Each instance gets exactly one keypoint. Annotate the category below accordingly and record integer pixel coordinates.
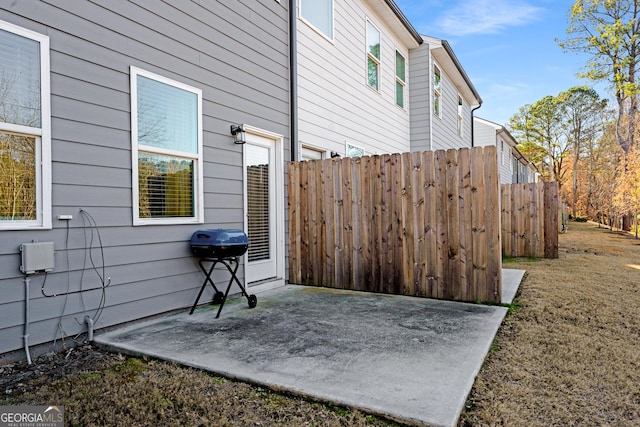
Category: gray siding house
(353, 77)
(442, 98)
(115, 146)
(513, 167)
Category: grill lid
(219, 243)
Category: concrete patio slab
(411, 359)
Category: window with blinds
(167, 150)
(25, 138)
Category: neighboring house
(523, 170)
(442, 98)
(115, 146)
(513, 166)
(353, 61)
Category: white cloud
(487, 16)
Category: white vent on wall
(37, 257)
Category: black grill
(219, 243)
(220, 247)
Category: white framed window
(354, 150)
(166, 133)
(308, 152)
(319, 15)
(25, 129)
(460, 116)
(401, 80)
(373, 56)
(437, 91)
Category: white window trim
(42, 136)
(403, 83)
(437, 92)
(376, 60)
(198, 191)
(316, 29)
(346, 149)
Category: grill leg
(233, 276)
(204, 284)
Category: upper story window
(460, 116)
(354, 151)
(400, 79)
(311, 153)
(25, 129)
(437, 91)
(167, 150)
(373, 56)
(318, 13)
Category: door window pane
(20, 97)
(25, 129)
(258, 189)
(165, 186)
(167, 150)
(373, 56)
(167, 116)
(318, 13)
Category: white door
(261, 198)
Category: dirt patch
(105, 389)
(569, 353)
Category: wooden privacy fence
(424, 224)
(530, 222)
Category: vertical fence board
(551, 207)
(492, 218)
(347, 221)
(355, 221)
(441, 223)
(412, 224)
(367, 225)
(395, 284)
(293, 182)
(466, 249)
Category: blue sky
(507, 47)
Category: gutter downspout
(25, 336)
(293, 79)
(473, 140)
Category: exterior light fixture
(239, 135)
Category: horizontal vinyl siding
(244, 79)
(421, 111)
(445, 128)
(335, 102)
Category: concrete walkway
(411, 359)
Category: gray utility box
(37, 257)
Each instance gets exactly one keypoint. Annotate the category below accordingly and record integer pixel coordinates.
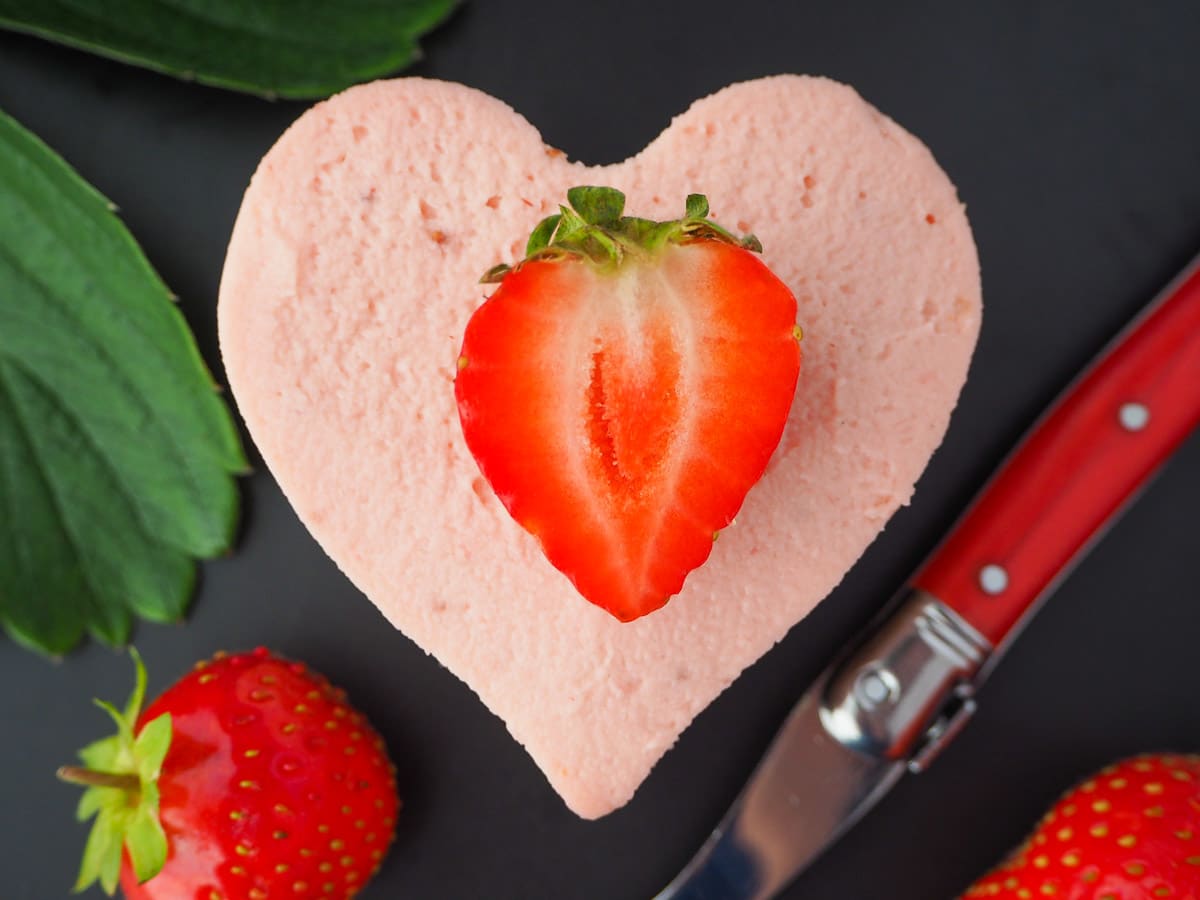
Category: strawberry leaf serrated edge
(117, 454)
(126, 820)
(592, 227)
(271, 48)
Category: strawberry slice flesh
(622, 414)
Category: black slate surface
(1073, 133)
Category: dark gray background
(1073, 133)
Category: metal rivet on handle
(993, 579)
(1133, 417)
(876, 685)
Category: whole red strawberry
(251, 778)
(1131, 833)
(624, 388)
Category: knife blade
(906, 685)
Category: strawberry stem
(593, 227)
(90, 778)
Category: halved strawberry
(624, 388)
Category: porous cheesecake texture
(353, 270)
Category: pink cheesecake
(351, 276)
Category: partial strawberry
(251, 778)
(1131, 833)
(624, 388)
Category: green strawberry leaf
(287, 48)
(120, 774)
(117, 455)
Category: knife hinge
(907, 690)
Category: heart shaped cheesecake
(351, 277)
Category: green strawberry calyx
(593, 227)
(120, 775)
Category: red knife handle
(1075, 469)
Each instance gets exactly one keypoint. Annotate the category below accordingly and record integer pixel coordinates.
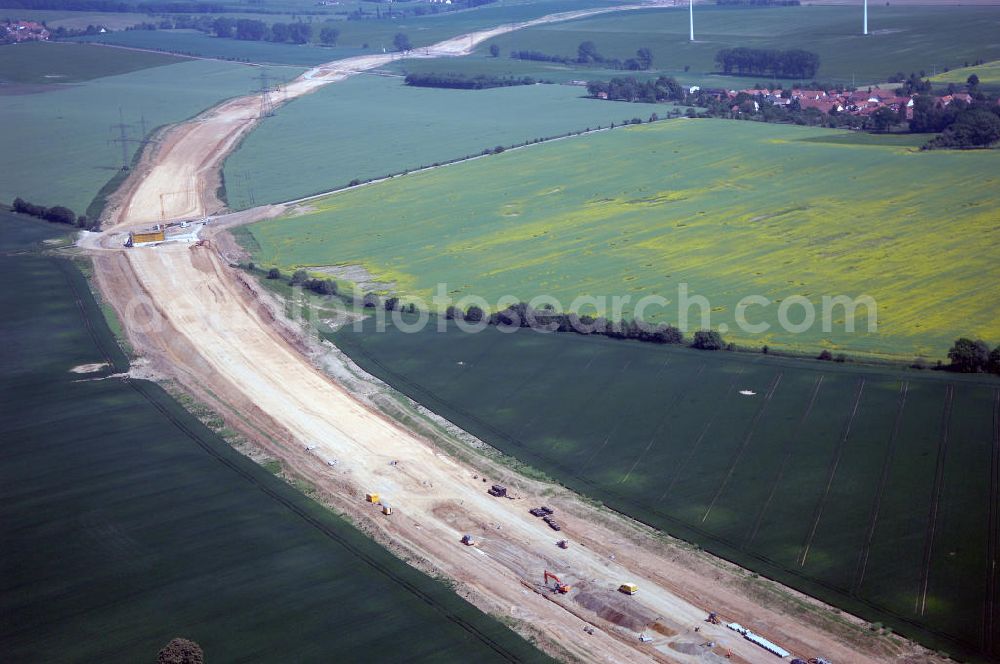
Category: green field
(68, 156)
(192, 42)
(40, 62)
(905, 38)
(858, 486)
(353, 130)
(125, 522)
(367, 36)
(482, 63)
(988, 73)
(732, 209)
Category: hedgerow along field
(873, 490)
(731, 209)
(123, 516)
(69, 128)
(903, 38)
(352, 130)
(50, 62)
(988, 74)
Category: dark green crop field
(872, 489)
(126, 523)
(902, 38)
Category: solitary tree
(587, 52)
(708, 340)
(994, 363)
(645, 58)
(181, 651)
(968, 356)
(474, 314)
(884, 119)
(401, 42)
(329, 36)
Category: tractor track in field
(993, 543)
(212, 329)
(679, 472)
(890, 453)
(598, 391)
(834, 464)
(743, 446)
(682, 390)
(932, 518)
(786, 457)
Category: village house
(20, 31)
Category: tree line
(463, 82)
(757, 3)
(115, 7)
(960, 125)
(793, 63)
(973, 356)
(629, 88)
(58, 214)
(248, 29)
(587, 53)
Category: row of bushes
(523, 315)
(463, 82)
(966, 355)
(58, 214)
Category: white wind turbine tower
(691, 17)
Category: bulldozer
(559, 586)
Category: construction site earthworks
(582, 582)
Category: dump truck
(559, 586)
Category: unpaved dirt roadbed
(207, 325)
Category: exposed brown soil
(211, 328)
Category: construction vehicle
(628, 588)
(149, 237)
(559, 586)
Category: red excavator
(560, 587)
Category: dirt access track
(195, 319)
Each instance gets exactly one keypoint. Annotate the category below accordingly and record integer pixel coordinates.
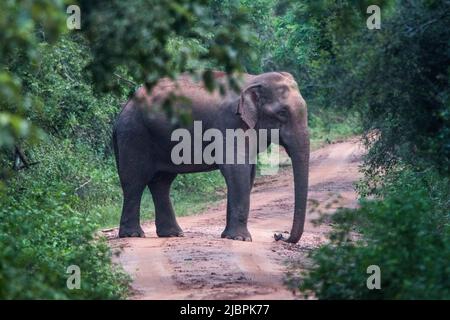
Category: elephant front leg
(239, 180)
(165, 220)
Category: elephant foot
(169, 232)
(237, 234)
(131, 232)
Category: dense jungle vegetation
(61, 89)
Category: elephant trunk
(300, 164)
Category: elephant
(142, 146)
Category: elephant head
(273, 101)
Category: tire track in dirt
(201, 265)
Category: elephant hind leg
(165, 220)
(130, 220)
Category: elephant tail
(116, 147)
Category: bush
(40, 239)
(407, 235)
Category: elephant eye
(282, 113)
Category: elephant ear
(248, 105)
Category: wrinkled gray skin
(142, 143)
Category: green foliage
(407, 234)
(137, 38)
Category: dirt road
(203, 266)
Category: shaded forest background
(61, 90)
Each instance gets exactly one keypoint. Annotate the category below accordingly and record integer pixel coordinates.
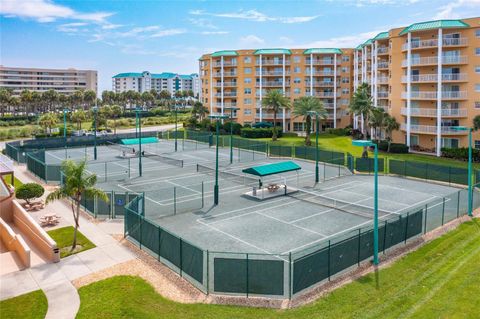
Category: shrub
(29, 191)
(259, 132)
(461, 153)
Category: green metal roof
(224, 53)
(381, 36)
(271, 169)
(128, 75)
(272, 51)
(134, 141)
(437, 24)
(323, 51)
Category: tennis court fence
(286, 276)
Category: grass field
(29, 306)
(64, 238)
(439, 280)
(344, 144)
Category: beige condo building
(426, 75)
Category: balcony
(432, 95)
(272, 73)
(272, 84)
(424, 112)
(433, 60)
(382, 50)
(268, 62)
(382, 65)
(433, 78)
(225, 74)
(432, 129)
(319, 83)
(433, 43)
(226, 84)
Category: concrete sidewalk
(55, 279)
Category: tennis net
(347, 207)
(164, 159)
(240, 179)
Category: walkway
(55, 279)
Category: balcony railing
(272, 62)
(273, 84)
(382, 65)
(432, 95)
(432, 129)
(226, 84)
(426, 78)
(433, 43)
(433, 112)
(272, 73)
(382, 50)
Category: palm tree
(275, 101)
(362, 104)
(47, 121)
(115, 112)
(303, 106)
(391, 125)
(78, 184)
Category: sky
(170, 36)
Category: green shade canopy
(323, 51)
(437, 24)
(381, 36)
(133, 141)
(224, 53)
(362, 143)
(272, 51)
(272, 169)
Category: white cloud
(47, 11)
(251, 41)
(452, 9)
(254, 15)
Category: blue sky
(133, 36)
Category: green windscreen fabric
(192, 261)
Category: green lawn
(29, 306)
(439, 280)
(344, 144)
(17, 182)
(64, 237)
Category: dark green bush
(29, 191)
(461, 153)
(259, 132)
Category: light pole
(317, 126)
(95, 110)
(470, 186)
(365, 143)
(231, 131)
(139, 128)
(215, 188)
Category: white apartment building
(145, 81)
(64, 81)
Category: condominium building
(146, 81)
(427, 76)
(241, 79)
(65, 81)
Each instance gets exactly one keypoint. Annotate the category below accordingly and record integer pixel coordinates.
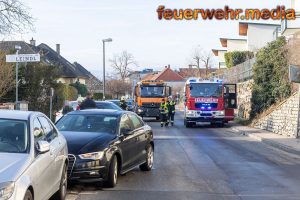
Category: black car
(105, 143)
(107, 105)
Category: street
(204, 163)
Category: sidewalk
(284, 143)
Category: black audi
(105, 143)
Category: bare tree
(203, 58)
(7, 76)
(14, 17)
(122, 64)
(118, 87)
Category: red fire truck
(209, 100)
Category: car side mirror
(43, 146)
(126, 131)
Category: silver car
(33, 157)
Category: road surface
(207, 163)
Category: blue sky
(80, 25)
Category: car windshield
(206, 90)
(88, 123)
(152, 91)
(13, 136)
(103, 105)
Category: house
(195, 72)
(69, 73)
(258, 34)
(220, 54)
(289, 27)
(234, 44)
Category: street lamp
(18, 48)
(104, 40)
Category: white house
(220, 53)
(234, 44)
(258, 34)
(289, 27)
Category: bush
(270, 75)
(237, 57)
(81, 88)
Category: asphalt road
(207, 163)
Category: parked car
(115, 101)
(105, 143)
(107, 105)
(130, 104)
(33, 157)
(59, 114)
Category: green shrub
(237, 57)
(270, 75)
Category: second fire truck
(209, 100)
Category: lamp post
(104, 40)
(18, 48)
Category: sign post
(294, 77)
(19, 58)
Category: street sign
(23, 58)
(294, 73)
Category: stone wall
(244, 94)
(281, 119)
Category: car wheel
(112, 173)
(62, 192)
(147, 166)
(28, 195)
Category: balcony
(289, 27)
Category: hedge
(270, 75)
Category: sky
(80, 25)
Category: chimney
(58, 49)
(32, 42)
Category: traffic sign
(23, 58)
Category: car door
(141, 138)
(43, 164)
(128, 142)
(56, 148)
(54, 152)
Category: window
(37, 131)
(136, 121)
(125, 123)
(48, 129)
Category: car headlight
(92, 156)
(190, 113)
(220, 113)
(6, 190)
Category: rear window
(88, 123)
(14, 137)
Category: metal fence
(238, 73)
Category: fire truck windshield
(152, 91)
(206, 89)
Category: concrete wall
(244, 91)
(259, 35)
(236, 45)
(283, 118)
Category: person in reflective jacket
(171, 109)
(123, 103)
(164, 113)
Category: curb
(269, 142)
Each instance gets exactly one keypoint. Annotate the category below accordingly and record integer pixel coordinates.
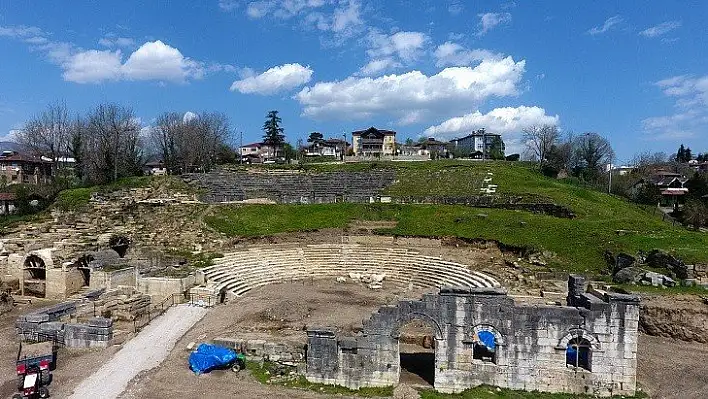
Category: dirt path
(147, 350)
(669, 368)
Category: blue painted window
(485, 347)
(577, 353)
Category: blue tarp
(208, 357)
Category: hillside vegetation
(578, 243)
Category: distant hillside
(10, 146)
(602, 221)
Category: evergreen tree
(315, 137)
(496, 150)
(274, 134)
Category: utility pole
(115, 155)
(240, 144)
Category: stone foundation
(529, 350)
(48, 325)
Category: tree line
(108, 142)
(584, 156)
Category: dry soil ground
(667, 368)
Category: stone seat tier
(242, 271)
(237, 286)
(415, 273)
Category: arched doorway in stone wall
(83, 265)
(34, 276)
(416, 349)
(418, 336)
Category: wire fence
(144, 318)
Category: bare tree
(189, 145)
(591, 153)
(112, 146)
(539, 140)
(48, 134)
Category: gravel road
(145, 351)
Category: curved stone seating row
(239, 185)
(241, 271)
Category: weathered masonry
(483, 337)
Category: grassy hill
(578, 243)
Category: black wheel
(45, 377)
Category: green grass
(73, 199)
(578, 243)
(261, 372)
(76, 198)
(485, 392)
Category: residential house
(18, 168)
(477, 144)
(256, 152)
(374, 142)
(671, 186)
(7, 203)
(327, 148)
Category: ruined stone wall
(63, 282)
(108, 280)
(50, 324)
(531, 343)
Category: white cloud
(276, 79)
(661, 29)
(375, 67)
(491, 20)
(610, 23)
(189, 116)
(151, 61)
(412, 96)
(454, 54)
(113, 41)
(506, 120)
(455, 7)
(392, 51)
(691, 102)
(159, 61)
(93, 66)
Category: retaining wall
(160, 287)
(112, 279)
(49, 324)
(530, 343)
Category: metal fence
(153, 311)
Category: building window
(484, 348)
(577, 353)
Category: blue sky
(634, 71)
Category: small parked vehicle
(34, 365)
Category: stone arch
(119, 244)
(580, 334)
(498, 337)
(408, 317)
(36, 266)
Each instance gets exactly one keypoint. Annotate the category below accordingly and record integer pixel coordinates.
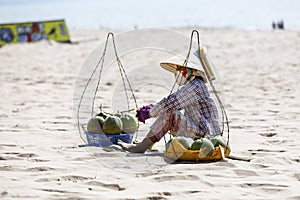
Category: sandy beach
(39, 153)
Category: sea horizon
(136, 14)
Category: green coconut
(95, 125)
(112, 125)
(219, 140)
(103, 115)
(130, 123)
(203, 144)
(183, 140)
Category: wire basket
(104, 140)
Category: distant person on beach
(278, 25)
(200, 112)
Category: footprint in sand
(244, 173)
(106, 185)
(174, 178)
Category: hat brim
(172, 67)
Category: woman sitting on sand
(200, 113)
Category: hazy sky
(155, 13)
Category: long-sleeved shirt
(199, 108)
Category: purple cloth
(143, 113)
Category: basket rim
(104, 134)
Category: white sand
(40, 158)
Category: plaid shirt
(199, 108)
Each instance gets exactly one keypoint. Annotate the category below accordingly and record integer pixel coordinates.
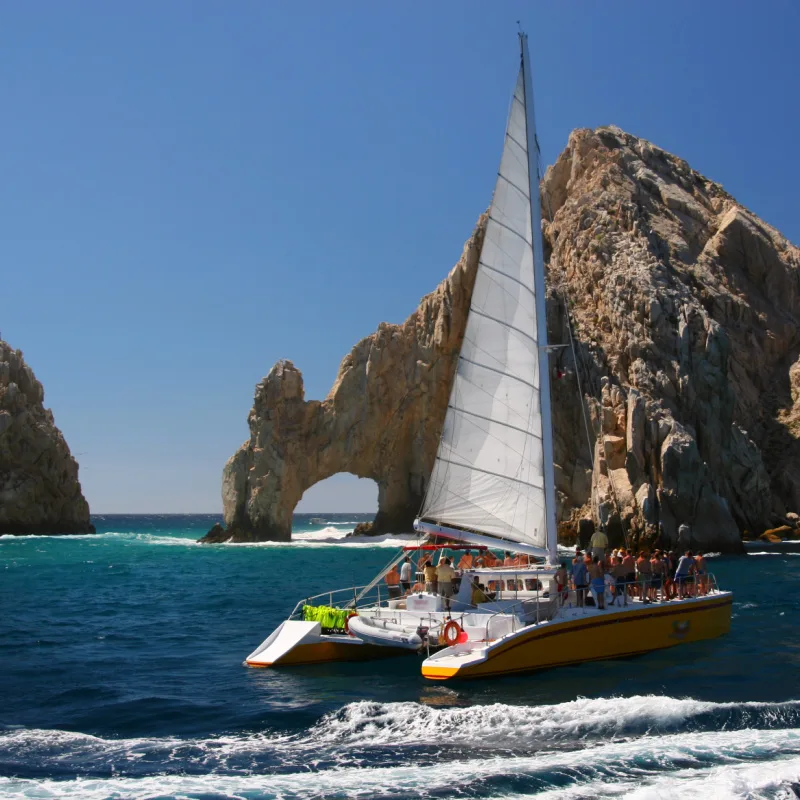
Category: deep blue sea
(121, 677)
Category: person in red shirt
(629, 564)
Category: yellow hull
(589, 638)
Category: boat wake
(327, 537)
(644, 746)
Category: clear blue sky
(192, 190)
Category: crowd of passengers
(442, 578)
(623, 574)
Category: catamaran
(492, 488)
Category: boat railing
(349, 597)
(634, 591)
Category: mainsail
(490, 471)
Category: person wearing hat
(466, 560)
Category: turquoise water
(121, 677)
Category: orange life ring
(451, 632)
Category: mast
(541, 306)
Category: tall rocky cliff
(684, 309)
(39, 488)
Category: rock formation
(382, 420)
(684, 308)
(39, 488)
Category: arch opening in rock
(340, 494)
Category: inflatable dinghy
(383, 632)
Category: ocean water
(121, 677)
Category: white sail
(489, 470)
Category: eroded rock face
(39, 487)
(685, 311)
(382, 419)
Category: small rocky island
(39, 487)
(685, 310)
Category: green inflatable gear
(328, 617)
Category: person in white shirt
(406, 574)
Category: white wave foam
(713, 764)
(145, 538)
(496, 725)
(327, 537)
(371, 724)
(333, 537)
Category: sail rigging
(493, 469)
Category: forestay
(488, 475)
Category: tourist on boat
(429, 571)
(466, 561)
(657, 579)
(644, 573)
(597, 575)
(684, 573)
(630, 570)
(701, 571)
(478, 592)
(444, 579)
(393, 582)
(671, 560)
(620, 572)
(406, 574)
(598, 543)
(561, 583)
(580, 578)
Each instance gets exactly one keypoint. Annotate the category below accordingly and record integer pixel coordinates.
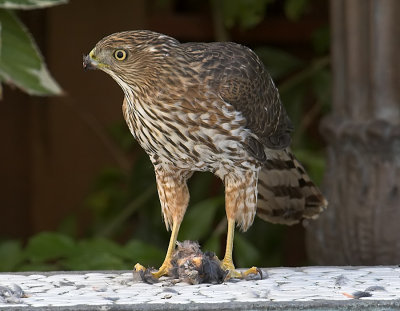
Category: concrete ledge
(307, 288)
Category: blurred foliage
(21, 63)
(124, 206)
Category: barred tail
(286, 194)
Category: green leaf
(246, 13)
(20, 61)
(29, 4)
(278, 62)
(199, 218)
(11, 255)
(47, 246)
(295, 8)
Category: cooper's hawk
(209, 107)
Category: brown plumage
(209, 107)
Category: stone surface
(312, 288)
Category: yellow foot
(227, 265)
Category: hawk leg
(227, 262)
(174, 198)
(240, 206)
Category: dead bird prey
(208, 107)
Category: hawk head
(131, 58)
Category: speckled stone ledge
(307, 288)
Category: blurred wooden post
(361, 225)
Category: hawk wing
(238, 76)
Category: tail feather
(286, 193)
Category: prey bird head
(131, 57)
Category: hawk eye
(119, 54)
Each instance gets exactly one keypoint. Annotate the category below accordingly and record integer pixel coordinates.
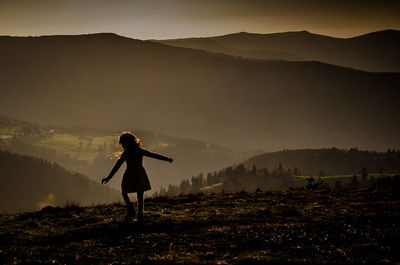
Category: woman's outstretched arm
(156, 156)
(114, 170)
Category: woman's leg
(126, 197)
(140, 205)
(129, 206)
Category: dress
(135, 177)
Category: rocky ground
(300, 226)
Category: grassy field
(297, 227)
(82, 148)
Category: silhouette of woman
(135, 178)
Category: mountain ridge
(375, 51)
(100, 82)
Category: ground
(298, 226)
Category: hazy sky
(146, 19)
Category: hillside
(29, 183)
(105, 80)
(330, 161)
(376, 51)
(91, 151)
(286, 227)
(295, 168)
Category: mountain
(214, 45)
(91, 151)
(376, 51)
(28, 183)
(105, 80)
(330, 161)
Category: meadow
(296, 226)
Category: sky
(165, 19)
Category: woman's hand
(105, 180)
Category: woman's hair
(128, 140)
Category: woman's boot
(130, 211)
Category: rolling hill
(105, 80)
(91, 151)
(376, 51)
(331, 161)
(28, 183)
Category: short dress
(135, 177)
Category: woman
(135, 178)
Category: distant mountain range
(330, 161)
(29, 183)
(108, 81)
(91, 151)
(376, 51)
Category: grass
(7, 131)
(297, 227)
(81, 148)
(85, 148)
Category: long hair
(128, 140)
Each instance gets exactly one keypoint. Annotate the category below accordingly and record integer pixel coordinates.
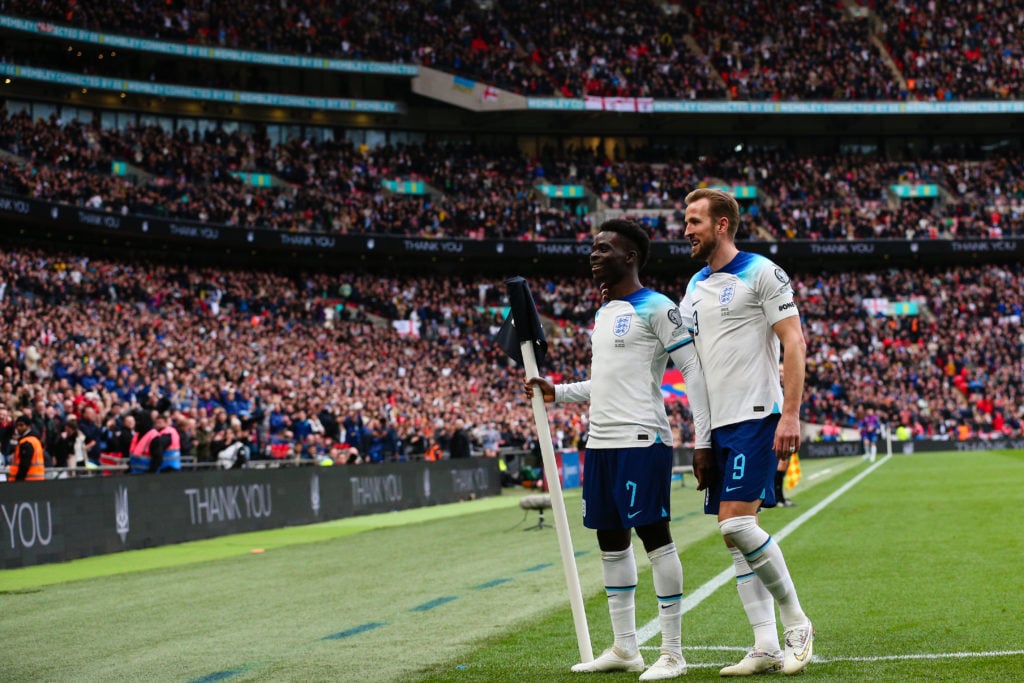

- **WHAT YOU SHOULD DO**: Copy the listing again from the line with "Category: grill leg" up to and including the line with "(1075, 469)", leaving out the picture lines.

- **RESPONSE FOR THIS EXERCISE**:
Category: grill leg
(233, 276)
(204, 284)
Category: upper story window
(460, 116)
(354, 151)
(400, 79)
(311, 153)
(25, 129)
(437, 91)
(167, 150)
(373, 56)
(318, 13)
Category: door window pane
(20, 97)
(25, 129)
(258, 189)
(165, 186)
(167, 150)
(373, 56)
(167, 116)
(318, 13)
Category: white door
(261, 198)
Category: dirt patch
(105, 389)
(569, 353)
Category: wooden privacy fence
(424, 224)
(530, 222)
Category: vertical fence board
(551, 207)
(492, 218)
(347, 221)
(355, 221)
(441, 223)
(412, 224)
(367, 225)
(395, 284)
(293, 182)
(466, 249)
Category: blue sky
(507, 47)
Category: gutter downspout
(25, 336)
(293, 79)
(473, 140)
Category: exterior light fixture
(239, 135)
Category: horizontal vinyl siding
(244, 79)
(421, 111)
(445, 128)
(335, 102)
Category: concrete walkway
(411, 359)
Category: gray utility box
(37, 257)
Each instance gets exactly one keypoint. Annotate the category below accordingly and record integer pixel coordinates.
Category: strawberry leaf serrated edge
(117, 454)
(126, 820)
(592, 227)
(271, 48)
Category: strawberry slice flesh
(622, 414)
Category: black slate surface
(1073, 133)
Category: dark gray background
(1073, 133)
Category: metal rivet on handle
(993, 579)
(1133, 417)
(876, 685)
Category: whole red strawberry
(251, 778)
(1131, 833)
(624, 388)
Category: knife blade
(906, 685)
Category: strawberry stem
(593, 227)
(90, 778)
Category: halved strawberry
(624, 388)
Category: porous cheesecake texture
(353, 270)
Category: pink cheesecake
(351, 276)
Category: partial strawberry
(251, 778)
(1131, 833)
(624, 388)
Category: green strawberry leaf
(287, 48)
(120, 774)
(117, 455)
Category: knife hinge
(907, 690)
Category: heart shaped cheesecake
(351, 277)
Category: green strawberry calyx
(593, 227)
(120, 775)
Category: red knife handle
(1075, 469)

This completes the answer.